START Information supplied

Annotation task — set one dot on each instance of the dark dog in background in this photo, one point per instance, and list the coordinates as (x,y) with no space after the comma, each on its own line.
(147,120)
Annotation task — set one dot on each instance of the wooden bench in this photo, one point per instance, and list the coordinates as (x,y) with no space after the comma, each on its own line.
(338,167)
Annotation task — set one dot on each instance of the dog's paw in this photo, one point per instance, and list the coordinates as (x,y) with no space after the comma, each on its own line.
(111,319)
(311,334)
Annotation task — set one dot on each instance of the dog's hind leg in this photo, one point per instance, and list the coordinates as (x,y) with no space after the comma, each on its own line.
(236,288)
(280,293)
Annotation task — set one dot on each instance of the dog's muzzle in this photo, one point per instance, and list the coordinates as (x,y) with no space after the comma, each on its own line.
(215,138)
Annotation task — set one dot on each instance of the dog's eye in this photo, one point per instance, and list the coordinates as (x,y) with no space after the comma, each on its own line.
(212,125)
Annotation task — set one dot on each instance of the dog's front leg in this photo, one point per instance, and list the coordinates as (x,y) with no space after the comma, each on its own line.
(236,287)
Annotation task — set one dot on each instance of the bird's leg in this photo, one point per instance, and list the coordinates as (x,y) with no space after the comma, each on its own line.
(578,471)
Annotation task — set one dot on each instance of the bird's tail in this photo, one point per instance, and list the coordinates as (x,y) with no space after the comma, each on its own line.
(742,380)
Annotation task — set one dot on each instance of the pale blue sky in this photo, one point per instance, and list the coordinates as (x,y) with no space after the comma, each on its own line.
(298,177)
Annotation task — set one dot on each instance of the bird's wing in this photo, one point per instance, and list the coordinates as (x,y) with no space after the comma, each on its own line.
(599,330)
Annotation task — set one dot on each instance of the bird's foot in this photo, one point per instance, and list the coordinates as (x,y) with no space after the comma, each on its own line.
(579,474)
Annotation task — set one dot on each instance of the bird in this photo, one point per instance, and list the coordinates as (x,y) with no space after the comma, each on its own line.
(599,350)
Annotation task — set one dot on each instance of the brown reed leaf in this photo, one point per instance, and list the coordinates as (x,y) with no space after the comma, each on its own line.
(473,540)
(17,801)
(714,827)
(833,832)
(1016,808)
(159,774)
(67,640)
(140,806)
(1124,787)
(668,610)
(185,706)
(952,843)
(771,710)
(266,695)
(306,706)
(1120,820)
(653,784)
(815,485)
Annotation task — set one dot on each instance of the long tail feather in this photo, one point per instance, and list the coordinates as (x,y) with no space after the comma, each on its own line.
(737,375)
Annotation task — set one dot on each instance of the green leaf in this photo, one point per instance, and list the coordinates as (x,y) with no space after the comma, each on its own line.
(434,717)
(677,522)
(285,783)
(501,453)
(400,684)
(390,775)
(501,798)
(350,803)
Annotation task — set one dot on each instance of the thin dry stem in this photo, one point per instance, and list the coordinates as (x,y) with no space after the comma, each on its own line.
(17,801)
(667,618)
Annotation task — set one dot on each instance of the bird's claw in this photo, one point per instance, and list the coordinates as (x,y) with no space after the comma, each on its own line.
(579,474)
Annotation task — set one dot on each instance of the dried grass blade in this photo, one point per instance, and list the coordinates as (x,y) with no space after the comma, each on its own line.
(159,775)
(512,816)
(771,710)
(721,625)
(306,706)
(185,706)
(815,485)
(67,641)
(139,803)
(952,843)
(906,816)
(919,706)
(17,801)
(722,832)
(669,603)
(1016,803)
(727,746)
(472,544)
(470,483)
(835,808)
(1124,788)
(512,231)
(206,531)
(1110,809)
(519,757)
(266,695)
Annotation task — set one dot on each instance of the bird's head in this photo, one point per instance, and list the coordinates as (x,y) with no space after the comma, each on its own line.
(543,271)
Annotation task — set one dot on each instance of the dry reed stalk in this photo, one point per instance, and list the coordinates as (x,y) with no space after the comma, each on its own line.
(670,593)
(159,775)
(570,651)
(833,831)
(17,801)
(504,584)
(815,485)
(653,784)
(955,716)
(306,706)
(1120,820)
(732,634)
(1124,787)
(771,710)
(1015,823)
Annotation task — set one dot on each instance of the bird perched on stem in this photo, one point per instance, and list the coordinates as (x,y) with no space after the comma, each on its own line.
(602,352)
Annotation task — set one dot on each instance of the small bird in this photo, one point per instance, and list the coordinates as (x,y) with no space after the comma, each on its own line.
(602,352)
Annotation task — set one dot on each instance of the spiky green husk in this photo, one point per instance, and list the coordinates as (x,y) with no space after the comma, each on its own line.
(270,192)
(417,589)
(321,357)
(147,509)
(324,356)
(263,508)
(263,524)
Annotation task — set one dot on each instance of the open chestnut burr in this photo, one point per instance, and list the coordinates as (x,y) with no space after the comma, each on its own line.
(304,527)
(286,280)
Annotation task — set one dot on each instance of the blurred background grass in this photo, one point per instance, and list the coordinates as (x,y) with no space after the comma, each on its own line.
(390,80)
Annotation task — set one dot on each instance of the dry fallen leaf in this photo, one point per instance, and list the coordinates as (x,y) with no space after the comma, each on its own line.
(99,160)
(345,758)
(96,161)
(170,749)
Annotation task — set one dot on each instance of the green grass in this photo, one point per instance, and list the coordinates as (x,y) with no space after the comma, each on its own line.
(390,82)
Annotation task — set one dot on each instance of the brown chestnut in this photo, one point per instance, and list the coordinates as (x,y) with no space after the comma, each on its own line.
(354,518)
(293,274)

END Information supplied

• _Your assignment_: Your task is to transcribe the listing in full, so that each line reads exactly as before.

• _Your solution_:
Annotation task — set one dot on each instance of the dark dog in background in this photo, one point per instance, and list the coordinates as (x,y) with no space after the comma, each on its own line.
(147,120)
Annotation task — set one dot on each instance of the wooden bench in this photo, one point per instance, and list the coordinates as (x,y) with no space after the comma, each on its own line.
(338,167)
Annotation task — set one dot on each instance of the dog's paw in this photo, one point per instance, and list the coordinates as (x,y) with no space after the comma, each on its own line.
(111,319)
(311,334)
Annotation task — set one dot on each instance of the dog's hind leg in this photo, one point per instance, and list the coordinates as (x,y) with no space after the comma, each on its own line.
(236,288)
(280,293)
Annotation task — set one dot on each instance of the dog's muzzle in this photo, one point per instance, and list the coordinates as (x,y) with no space after the comma, each on its own line.
(215,138)
Annotation task — set one dot on each instance of the dog's eye in this photo, one point per instance, and list the coordinates as (x,y) with no space after the comma, each on its own line.
(212,125)
Annotation task — set one dot on each instance of the dog's front leg in this photo, one point per instance, and list the coordinates as (x,y) with no space after the comma, each on its own line.
(236,287)
Annotation task — set one dot on each instance of the bird's leg in this photo, one point per instance, and list the coordinates as (x,y) with no space after the comma, each on its own line.
(578,471)
Annotation task — set one dot on each instance of the bird's tail in this photo, one point per instance, and list the coordinates as (x,y) with no space after the comma, each on its own line.
(742,380)
Annotation task — set one dot on each instance of the pale blue sky in this photo, one point per instance, and list the coordinates as (x,y) with no space after the comma, each on its own line.
(298,177)
Annotation task — set one dot on each instance of the bird's wing in this photo, one point per instance, and list the coordinates as (x,y) with no space after the comma, each on its own line.
(599,330)
Annotation task — set one dot on each instance of the bird's foot in this photo, one point per instance, and list the coordinates as (x,y) with no space after the comma, each on its own line.
(579,474)
Annotation task — set one dot on each instance of the bird in this photo, one point per instance, and list the coordinates as (x,y) with no space after the comma, each on its own line.
(599,350)
Annotation task — set one dot on each instance of the brown reed leaf in this photo, one point per instance, and list the coordinates as (x,y) with no space after the comma, each on its own line.
(473,540)
(17,801)
(714,827)
(833,832)
(1016,808)
(159,774)
(67,640)
(140,806)
(1124,787)
(668,610)
(185,706)
(952,843)
(771,710)
(266,695)
(306,706)
(1120,820)
(653,784)
(815,485)
Annotation task — set one dot on each instance of the long tail feather in this photo, one point per instance, and list the coordinates as (x,y) with no space after the comma, each on its own line.
(737,375)
Annotation task — set one dot on each instance of the green leaf in this photo, one point per instance, and list the coordinates as (x,y) with no space after the comma, each on its own line.
(434,717)
(677,522)
(285,783)
(501,453)
(400,684)
(390,775)
(501,798)
(350,803)
Annotation task — set one dot on each instance of the thin dry stem in this photo, one point per instance, and list the coordinates as (x,y) with no space after the comma, each on its own line.
(17,801)
(667,618)
Annotation task — set one dot on each instance of the bird's claw in this photo, one point per instance, and list the coordinates as (x,y) with no space after the comma, each on its own line.
(579,474)
Annotation task — set one dot on each instance of the dried grass blade in this photo, one point per instance, and list the coordinates as (x,y) with no space after the comma, each on its own line.
(159,775)
(512,816)
(771,710)
(721,625)
(306,706)
(185,706)
(815,485)
(67,641)
(139,803)
(952,843)
(906,816)
(919,706)
(17,801)
(722,832)
(669,603)
(1016,803)
(727,746)
(472,544)
(470,483)
(835,808)
(1124,788)
(512,231)
(206,531)
(1110,809)
(519,757)
(266,695)
Annotation task — set one dot on each instance of the bird's head in this photo, one point per instance, and list the coordinates as (x,y) with no space after the comma, each on its own line.
(543,271)
Annotation task — set one dot on each instance of the dry reed stalk in this photo, one point per instance, and list the coordinates as (x,y) with no space after the comma, each on its own line.
(670,593)
(159,775)
(570,651)
(833,831)
(17,801)
(504,584)
(815,485)
(653,784)
(955,716)
(306,706)
(1120,820)
(732,634)
(1124,787)
(771,710)
(1015,823)
Annotation task — set one dot on each instance of the bird perched on stem in this photo, one point per instance, and list the coordinates as (x,y) with no space after the comma, each on its own line.
(602,352)
Annotation task — set one dot on each instance of the small bird in this photo, one point per instance, and list the coordinates as (x,y) with no space after the comma, each on its own line.
(602,352)
Annotation task — set one dot on each instance of the spiky green husk in this photo, one point per instance, and list the coordinates as (x,y) with no space after the comma, each on its own line.
(270,192)
(417,589)
(321,357)
(147,509)
(324,356)
(263,508)
(263,524)
Annotation task — set one dot on each instance of the open chestnut burr in this photo, one point per instance, and list the coordinates as (x,y) with no space after the comma, each on its own line.
(304,527)
(286,280)
Annotation task — set one dot on each instance of the blurred background grass in this photo, one point per instance, and list the coordinates as (x,y) with no space after the comma, each on its own line.
(390,80)
Annotation task — set one dot on each instance of the dry fallen leaf in this photo, one point per instance, and list the coordinates as (x,y) with no space after the comma, each on its own line.
(99,160)
(345,758)
(96,161)
(170,749)
Annotation task — set one dot on each instance of the green grass in this photo, one point per instance, and list the coordinates as (x,y) with no space after the comma, each on its own line.
(390,82)
Annotation task — set one dot on each instance of the brown chestnut in this photo, one point per instance, and list the coordinates as (x,y) with no space after the comma, each on its own line.
(354,518)
(293,274)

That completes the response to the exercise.